**EXERCISE**
Could you set down the records below exactly as they are, with no pictures?

**MATERIAL FOR THIS EXERCISE**

* * * * * * * * *

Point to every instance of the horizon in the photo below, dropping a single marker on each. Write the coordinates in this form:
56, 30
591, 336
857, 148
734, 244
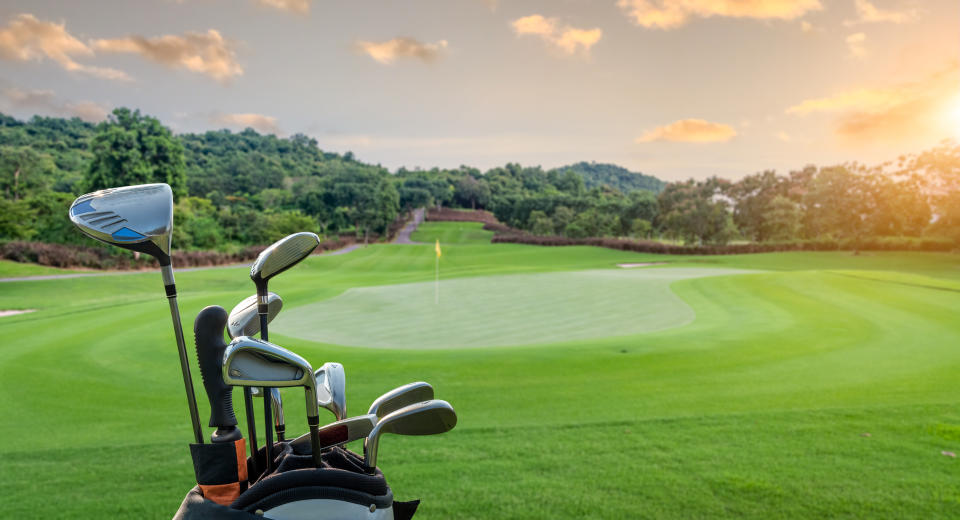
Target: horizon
738, 89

* * * * * * * * *

**EXPECTED OUTPUT**
Point to every instance of the horizon in the photo below, dropping a single marker on each. Write the coordinates in this form:
56, 30
591, 336
857, 148
734, 244
Target: horizon
738, 89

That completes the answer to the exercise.